Stored items
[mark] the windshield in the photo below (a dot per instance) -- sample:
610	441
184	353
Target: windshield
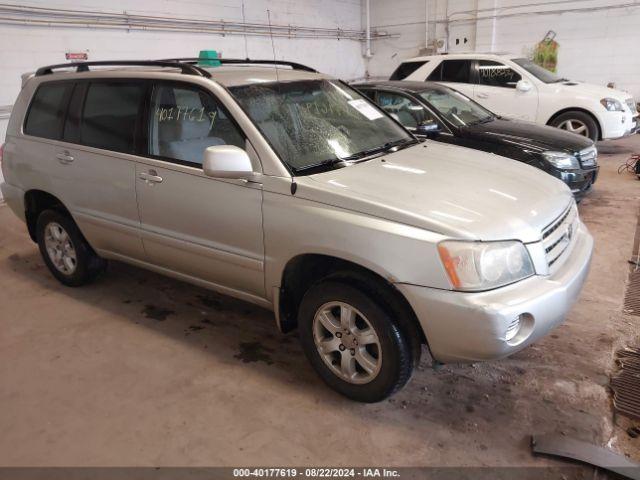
455	107
317	122
537	71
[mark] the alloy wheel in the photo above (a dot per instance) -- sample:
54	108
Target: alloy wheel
60	249
575	126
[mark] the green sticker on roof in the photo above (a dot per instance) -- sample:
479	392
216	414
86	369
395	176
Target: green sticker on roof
209	58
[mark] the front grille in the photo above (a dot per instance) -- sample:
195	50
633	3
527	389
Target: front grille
559	236
588	157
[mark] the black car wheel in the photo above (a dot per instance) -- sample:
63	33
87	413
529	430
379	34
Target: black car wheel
353	343
579	123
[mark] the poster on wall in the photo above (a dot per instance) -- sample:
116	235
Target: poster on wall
545	52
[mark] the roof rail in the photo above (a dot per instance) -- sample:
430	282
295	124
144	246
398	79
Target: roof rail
243	61
185	68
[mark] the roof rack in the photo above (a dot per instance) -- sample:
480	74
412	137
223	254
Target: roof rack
185	68
243	61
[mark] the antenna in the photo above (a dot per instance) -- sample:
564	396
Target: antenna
273	46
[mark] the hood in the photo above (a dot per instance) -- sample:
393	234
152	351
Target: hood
454	191
590	91
527	135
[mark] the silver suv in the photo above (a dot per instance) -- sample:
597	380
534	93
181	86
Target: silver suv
287	188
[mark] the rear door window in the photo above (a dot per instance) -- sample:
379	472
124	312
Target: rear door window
407	111
457	71
495	74
405	69
185	121
48	109
110	118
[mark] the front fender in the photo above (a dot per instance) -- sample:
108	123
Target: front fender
399	253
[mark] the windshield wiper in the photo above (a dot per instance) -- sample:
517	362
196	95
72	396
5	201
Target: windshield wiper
360	156
324	165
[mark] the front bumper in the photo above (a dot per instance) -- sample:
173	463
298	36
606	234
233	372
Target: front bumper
619	124
14	197
469	327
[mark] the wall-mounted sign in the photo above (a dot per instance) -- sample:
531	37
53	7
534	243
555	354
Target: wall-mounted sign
76	56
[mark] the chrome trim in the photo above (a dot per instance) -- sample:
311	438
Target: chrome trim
558	237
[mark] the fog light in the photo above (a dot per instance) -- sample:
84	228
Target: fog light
513	328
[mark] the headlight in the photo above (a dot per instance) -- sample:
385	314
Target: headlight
561	160
611	104
484	265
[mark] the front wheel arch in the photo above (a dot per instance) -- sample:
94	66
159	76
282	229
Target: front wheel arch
581	110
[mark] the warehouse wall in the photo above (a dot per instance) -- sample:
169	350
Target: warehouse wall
23	48
598	38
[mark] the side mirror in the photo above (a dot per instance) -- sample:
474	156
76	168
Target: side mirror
227	161
427	128
523	86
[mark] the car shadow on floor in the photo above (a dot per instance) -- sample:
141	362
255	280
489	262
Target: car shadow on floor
460	399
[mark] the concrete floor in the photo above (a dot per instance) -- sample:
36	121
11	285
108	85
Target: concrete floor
138	369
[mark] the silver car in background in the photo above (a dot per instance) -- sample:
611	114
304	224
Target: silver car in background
287	188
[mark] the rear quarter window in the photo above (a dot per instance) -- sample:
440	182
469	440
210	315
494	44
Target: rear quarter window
110	118
405	69
46	113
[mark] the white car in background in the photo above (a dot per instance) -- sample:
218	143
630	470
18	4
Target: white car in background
515	87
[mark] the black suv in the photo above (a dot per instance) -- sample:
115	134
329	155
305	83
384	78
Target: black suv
434	111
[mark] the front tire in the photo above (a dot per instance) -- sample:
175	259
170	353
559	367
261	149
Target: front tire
353	343
577	122
65	251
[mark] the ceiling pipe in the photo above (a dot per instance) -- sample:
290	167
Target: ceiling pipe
368	29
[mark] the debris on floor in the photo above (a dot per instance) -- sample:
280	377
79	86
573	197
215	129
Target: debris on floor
562	446
626	383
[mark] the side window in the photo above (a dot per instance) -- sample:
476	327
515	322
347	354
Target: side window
185	121
405	69
408	112
110	115
458	71
496	74
47	110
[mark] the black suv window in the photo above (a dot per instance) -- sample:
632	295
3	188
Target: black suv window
405	69
185	121
110	115
47	110
452	71
495	74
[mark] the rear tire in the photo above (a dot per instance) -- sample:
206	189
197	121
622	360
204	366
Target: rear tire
353	343
577	122
65	251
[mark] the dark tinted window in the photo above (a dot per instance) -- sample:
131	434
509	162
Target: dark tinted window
452	71
405	69
496	74
109	118
47	111
186	121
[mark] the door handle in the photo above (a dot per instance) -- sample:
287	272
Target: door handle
64	158
151	177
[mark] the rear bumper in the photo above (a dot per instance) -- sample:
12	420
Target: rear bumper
469	327
14	197
579	181
619	124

→ **PROMPT**
Give the records back verbatim, pictures excluded.

→ **YOUR RESPONSE**
[mark] the windshield in the photo below (a dot per instance) -- sample:
610	441
184	353
Target: windshield
455	107
317	122
537	71
[mark] the alloy wheel in the photo above (a dot per instance) -- sample:
54	108
Target: alloy wheel
60	249
575	126
[mark] the green sticker on roof in the photo above (a dot per instance) -- sample:
479	392
216	414
86	369
395	176
Target: green sticker on roof
209	58
[mark] the front grille in the photo above (a dot per instance) -- sample:
195	50
633	3
527	389
Target: front grille
559	236
588	157
[mark] the black car wheel in the photo above (a dot per instance) -- sample:
63	33
87	413
529	430
379	34
Target: black car wheel
353	343
579	123
[mark] the poster on wall in the photo above (a dot per instance) -- sample:
116	235
Target: poster on wall
545	52
[mark] the roof rail in the photo above (a dot per instance) -- sample:
430	282
295	124
144	246
398	79
Target: roof rail
243	61
185	68
[mark] the roof rack in the photo above (a dot per instance) -- sample:
480	74
412	137
223	254
Target: roof rack
185	68
243	61
[mark] the antenna in the photo above (a dot per instance) -- sample:
564	396
Target: antenna
273	46
[mark] the hood in the photo above (a dot per instance) -- sample:
393	234
152	351
Target: hood
454	191
590	91
527	135
[mark] the silver suv in the photo above (a dot per instance) -- sample:
597	380
534	93
181	86
Target: silver suv
287	188
[mark] the rear door window in the photo above (a dot per instance) -- sample:
379	472
124	312
Target: rear door window
407	111
457	71
495	74
405	69
185	121
48	109
110	118
[mark] the front fender in the photo above (a dot per instance) -- sample:
108	123
Target: front fender
399	253
[mark] the windshield wiper in the photo above (a dot per instance) -- sample:
517	362
196	95
72	396
5	201
Target: windshield wiper
360	156
324	165
[mark] the front bumper in the photo above (a dot per instance) -- sample:
173	463
298	36
606	234
233	372
Target: front bumper
619	124
14	197
469	327
[mark] the wall-mounted sign in the photo above (a dot per instance) -- sample:
531	37
53	7
534	243
555	354
Target: wall-mounted sign
76	56
[mark] the chrome trim in the photo above (a dot per instance) -- sample:
311	438
Target: chrome trim
558	237
[mark] the fog light in the photo above (a dot per instance) -- sample:
84	228
Target: fog light
513	328
[mark] the headlight in the photo above (a dot per instance) -- sample:
385	314
Target: headlight
561	160
611	104
484	265
[mark] the front wheel arch in the photo above (a dot per instance) -- sample:
94	66
159	76
282	229
Target: front wheel arch
581	110
[mark] the warehouse wall in the photo above (a dot per instance) -- sample:
169	350
Target: warehouse wall
23	48
598	38
[mark] the side mirror in the photo above (a dot per instance) -- sample:
474	156
76	168
Target: side mirror
227	161
427	128
523	86
[mark] the car shadow on floor in the photo above (a dot per instance) -- sample:
141	362
255	280
489	262
Target: car shadow on floor
460	399
[mark] the concrete floor in the photo above (a dot per instance) -- sample:
36	121
11	285
108	85
Target: concrete floor
138	369
[mark] the silver car in background in the photo above (a dot per instance) -- sample:
611	114
304	224
Target: silver car in background
287	188
[mark] the rear quarter window in the photo above (a dot per instance) -- sample:
440	182
469	440
210	315
494	44
Target: rear quarter window
110	118
405	69
46	113
[mark] the white car in background in the photo above (a dot per instance) -- sample:
218	143
630	470
18	4
Target: white car in background
515	87
[mark] the black suv in the photo above (a dot per instance) -- sample:
115	134
329	155
305	83
384	78
Target: black suv
434	111
[mark] the front tire in the photo above (a dot per instance) -- sample:
175	259
170	353
559	367
261	149
Target: front tire
353	343
577	122
65	251
[mark] the ceiling pipe in the photo above (a dot per instance) -- sample:
290	167
Target: ceiling pipe
368	29
[mark] the debris on floor in the photo above (a dot per instance) -- sample:
280	377
79	86
573	197
215	129
Target: debris on floor
562	446
626	383
[mark] the side window in the photo above (a dot per instance) -- sample:
476	327
515	322
347	354
Target: side window
185	121
405	69
408	112
110	115
458	71
496	74
47	110
[mark] the black suv window in the photo above (a dot per instance) -- sample:
632	295
3	188
Target: black suv window
405	69
185	121
110	115
47	110
452	71
495	74
[mark] the rear tire in the photo above (a dot per instance) -- sample:
206	189
197	121
622	360
204	366
Target: rear tire
353	343
577	122
65	251
[mark] the dark tinted window in the photo above (a dot per instance) -- sample:
131	434
509	162
Target: dark tinted window
452	71
405	69
496	74
109	118
47	111
186	121
[mark] the door handle in the photo above (a dot per instance) -- sample:
287	272
Target: door handle
64	158
151	177
[mark] the rear bumper in the photo above (a dot per instance) -- sample:
12	420
Target: rear bumper
469	327
14	197
579	181
619	124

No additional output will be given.